• [BRIEF 1] From the text on industrial action and the University's Reserve Powers, output the passage starting with "The Ordinances are" and going on through "the student body.", copied word for word.
• [BRIEF 2] In the text on industrial action and the University's Reserve Powers, the sentence about the Ordinances gives examples of University bodies in parentheses. List each of those bodies.

At the moment industrial action is taking the form of strike days and 'action short of a strike' in the form of UCU staff not taking on additional duties outside of their normal work. However, if the dispute continues later into the year, UCU may seek to put a marking and assessment boycott in place.
If this happens, we will make sure there are measures in place to make sure you can finish the year as normal. We are preparing for this at the moment by taking precautionary steps that give us a range of options if marking and assessment doesn't happen as normal. This involves something called Reserve Powers, which relates to the rules we have that allow us to award degrees and is something we are looking at now so we are prepared if needed later on.
We've put together the following FAQs on this in case you hear any discussion about it in the meantime.
The University's Reserve Powers
What the University refers to as the ‘Reserve Powers’ is in fact an expansion of single clause in one of the Ordinances - Ordinance 26 - that allows it to waive some of the usual rules about how degrees are awarded.
The Ordinances are the underlying set of rules that define the make-up of University bodies (such as Senate, Council, Academic Divisions and Boards of Examiners, etc.) and they set out how these University bodies should go about their business.
Senate is the democratically elected body that has ultimate responsibility for all decisions made about learning, teaching and the quality of the student experience at Kent. It is led by the Vice-Chancellor. The membership is drawn from senior academics from every Division and from representatives of the student body.
Boards of Examiners are the bodies in the Divisions that make decisions on final marks for modules, about which students can go on to the next stage of their course, and about what class of degree or other award students can pick up after the completion of their studies. Boards of Examiners consist of the academic staff who teach and examine on the courses in their Division. This also have at least one examiner from another university (the external examiner), whose job it is give their independent view to Kent on how well the courses in the Divisions are run and on whether students are achieving the right standards.

• [DATA LISTING]
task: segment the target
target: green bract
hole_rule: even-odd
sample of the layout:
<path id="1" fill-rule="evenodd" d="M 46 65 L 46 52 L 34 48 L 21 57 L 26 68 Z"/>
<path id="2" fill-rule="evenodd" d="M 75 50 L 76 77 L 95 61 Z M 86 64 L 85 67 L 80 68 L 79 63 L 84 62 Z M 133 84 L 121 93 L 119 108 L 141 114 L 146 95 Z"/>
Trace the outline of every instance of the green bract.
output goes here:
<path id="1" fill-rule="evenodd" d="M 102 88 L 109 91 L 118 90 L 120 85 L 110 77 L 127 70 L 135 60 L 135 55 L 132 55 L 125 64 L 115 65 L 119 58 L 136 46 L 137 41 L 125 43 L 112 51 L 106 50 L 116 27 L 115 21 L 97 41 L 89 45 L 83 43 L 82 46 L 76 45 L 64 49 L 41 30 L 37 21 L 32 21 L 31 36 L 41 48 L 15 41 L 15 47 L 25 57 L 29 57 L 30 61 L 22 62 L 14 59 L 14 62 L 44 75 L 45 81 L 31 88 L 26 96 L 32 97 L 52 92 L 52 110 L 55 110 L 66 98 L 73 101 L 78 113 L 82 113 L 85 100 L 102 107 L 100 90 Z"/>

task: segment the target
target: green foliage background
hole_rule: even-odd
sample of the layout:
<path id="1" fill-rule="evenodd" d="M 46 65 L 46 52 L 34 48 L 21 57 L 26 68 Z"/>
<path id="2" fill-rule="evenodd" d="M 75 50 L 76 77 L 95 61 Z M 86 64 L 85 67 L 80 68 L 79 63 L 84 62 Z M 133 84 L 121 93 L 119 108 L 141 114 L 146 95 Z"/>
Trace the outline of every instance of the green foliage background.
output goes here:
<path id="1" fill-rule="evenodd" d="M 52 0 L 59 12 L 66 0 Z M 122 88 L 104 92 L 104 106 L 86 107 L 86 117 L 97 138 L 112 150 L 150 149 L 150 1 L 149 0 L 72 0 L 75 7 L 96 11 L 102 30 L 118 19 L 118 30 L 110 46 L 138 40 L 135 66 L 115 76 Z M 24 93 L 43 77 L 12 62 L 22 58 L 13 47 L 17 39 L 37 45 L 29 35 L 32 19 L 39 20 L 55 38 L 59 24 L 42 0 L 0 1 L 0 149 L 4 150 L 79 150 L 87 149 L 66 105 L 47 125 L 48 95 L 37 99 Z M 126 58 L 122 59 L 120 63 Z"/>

---

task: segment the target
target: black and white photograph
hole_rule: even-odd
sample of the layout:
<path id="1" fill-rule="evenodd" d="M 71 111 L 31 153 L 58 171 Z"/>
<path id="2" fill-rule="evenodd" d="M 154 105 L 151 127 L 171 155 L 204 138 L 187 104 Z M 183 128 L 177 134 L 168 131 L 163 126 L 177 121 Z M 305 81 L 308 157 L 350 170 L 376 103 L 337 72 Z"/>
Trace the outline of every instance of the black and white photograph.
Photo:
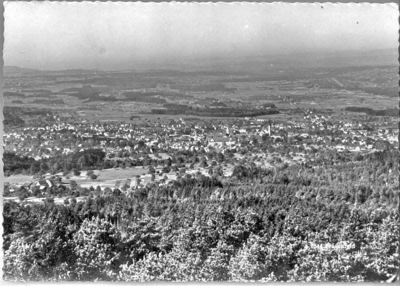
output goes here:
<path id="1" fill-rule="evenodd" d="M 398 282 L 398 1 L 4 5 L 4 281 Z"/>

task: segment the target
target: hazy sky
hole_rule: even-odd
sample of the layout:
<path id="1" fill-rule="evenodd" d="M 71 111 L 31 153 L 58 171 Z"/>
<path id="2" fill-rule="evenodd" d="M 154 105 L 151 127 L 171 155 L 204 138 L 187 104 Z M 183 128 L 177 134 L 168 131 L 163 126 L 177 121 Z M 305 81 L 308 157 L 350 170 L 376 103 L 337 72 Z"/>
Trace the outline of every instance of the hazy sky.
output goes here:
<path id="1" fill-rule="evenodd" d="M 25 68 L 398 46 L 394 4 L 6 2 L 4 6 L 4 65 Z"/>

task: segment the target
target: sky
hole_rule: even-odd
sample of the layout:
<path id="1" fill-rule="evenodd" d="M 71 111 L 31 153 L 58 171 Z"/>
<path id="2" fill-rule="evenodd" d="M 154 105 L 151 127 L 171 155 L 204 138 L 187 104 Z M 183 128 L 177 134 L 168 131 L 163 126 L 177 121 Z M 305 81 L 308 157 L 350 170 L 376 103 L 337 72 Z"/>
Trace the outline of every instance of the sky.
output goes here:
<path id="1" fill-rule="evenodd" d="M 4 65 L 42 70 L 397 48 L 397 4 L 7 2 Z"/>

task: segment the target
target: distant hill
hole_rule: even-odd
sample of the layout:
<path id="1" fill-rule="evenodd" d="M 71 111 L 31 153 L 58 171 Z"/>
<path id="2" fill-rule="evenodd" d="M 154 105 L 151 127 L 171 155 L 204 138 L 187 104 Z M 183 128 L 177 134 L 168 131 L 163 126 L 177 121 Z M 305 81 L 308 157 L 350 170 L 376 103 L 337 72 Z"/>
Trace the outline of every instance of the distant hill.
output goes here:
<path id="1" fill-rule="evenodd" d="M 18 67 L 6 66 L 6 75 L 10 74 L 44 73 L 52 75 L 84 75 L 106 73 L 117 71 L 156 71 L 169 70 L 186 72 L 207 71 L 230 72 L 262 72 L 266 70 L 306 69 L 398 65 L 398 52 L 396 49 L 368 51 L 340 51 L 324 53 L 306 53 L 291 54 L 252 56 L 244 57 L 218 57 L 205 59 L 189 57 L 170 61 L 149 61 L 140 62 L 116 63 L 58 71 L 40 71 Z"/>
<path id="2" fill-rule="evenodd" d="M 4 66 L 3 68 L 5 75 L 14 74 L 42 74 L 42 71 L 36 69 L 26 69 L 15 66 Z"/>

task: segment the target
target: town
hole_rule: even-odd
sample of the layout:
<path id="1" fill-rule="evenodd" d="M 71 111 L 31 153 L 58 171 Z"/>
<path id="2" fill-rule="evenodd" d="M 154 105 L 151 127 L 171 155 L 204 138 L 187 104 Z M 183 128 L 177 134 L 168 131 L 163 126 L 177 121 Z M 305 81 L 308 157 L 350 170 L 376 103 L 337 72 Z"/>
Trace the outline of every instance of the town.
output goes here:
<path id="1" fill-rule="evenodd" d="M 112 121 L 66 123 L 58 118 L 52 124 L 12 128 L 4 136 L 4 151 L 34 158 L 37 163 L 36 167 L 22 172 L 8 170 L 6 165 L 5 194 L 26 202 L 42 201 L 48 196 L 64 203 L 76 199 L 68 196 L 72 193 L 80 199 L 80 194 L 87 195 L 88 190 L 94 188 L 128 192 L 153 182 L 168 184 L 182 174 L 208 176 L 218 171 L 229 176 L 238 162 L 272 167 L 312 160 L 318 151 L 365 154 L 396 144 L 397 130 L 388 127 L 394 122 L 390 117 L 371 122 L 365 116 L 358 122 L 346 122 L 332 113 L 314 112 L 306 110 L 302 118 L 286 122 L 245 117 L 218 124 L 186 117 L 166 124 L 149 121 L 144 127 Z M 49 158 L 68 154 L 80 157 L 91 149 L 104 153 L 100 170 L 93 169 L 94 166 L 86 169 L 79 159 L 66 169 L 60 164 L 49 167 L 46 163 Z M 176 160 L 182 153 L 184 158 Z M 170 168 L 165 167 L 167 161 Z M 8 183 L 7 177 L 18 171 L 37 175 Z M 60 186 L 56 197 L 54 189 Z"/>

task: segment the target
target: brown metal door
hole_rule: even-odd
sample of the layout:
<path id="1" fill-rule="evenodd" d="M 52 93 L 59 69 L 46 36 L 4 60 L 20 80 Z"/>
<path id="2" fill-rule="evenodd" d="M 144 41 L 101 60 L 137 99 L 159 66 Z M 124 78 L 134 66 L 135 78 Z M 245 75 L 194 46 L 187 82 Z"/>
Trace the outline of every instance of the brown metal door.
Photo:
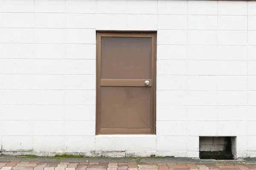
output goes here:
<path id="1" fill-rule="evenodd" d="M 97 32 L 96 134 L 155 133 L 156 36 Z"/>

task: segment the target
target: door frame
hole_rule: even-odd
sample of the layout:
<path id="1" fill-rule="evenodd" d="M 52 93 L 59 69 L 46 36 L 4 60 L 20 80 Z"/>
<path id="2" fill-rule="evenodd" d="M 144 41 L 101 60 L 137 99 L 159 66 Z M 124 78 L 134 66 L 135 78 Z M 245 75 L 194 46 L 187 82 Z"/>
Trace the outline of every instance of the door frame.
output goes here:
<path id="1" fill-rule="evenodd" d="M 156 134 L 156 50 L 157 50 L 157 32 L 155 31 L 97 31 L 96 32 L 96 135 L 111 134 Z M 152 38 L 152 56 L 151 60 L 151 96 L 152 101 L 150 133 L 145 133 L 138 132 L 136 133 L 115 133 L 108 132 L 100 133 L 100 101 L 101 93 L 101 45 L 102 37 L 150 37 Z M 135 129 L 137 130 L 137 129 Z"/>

• [PROBLEM SOLUTION 1]
The Ordinances are the underlying set of rules that define the make-up of University bodies (such as Senate, Council, Academic Divisions and Boards of Examiners, etc.) and they set out how these University bodies should go about their business.
Senate is the democratically elected body that has ultimate responsibility for all decisions made about learning, teaching and the quality of the student experience at Kent. It is led by the Vice-Chancellor. The membership is drawn from senior academics from every Division and from representatives of the student body.

• [PROBLEM SOLUTION 2]
Senate
Council
Academic Divisions
Boards of Examiners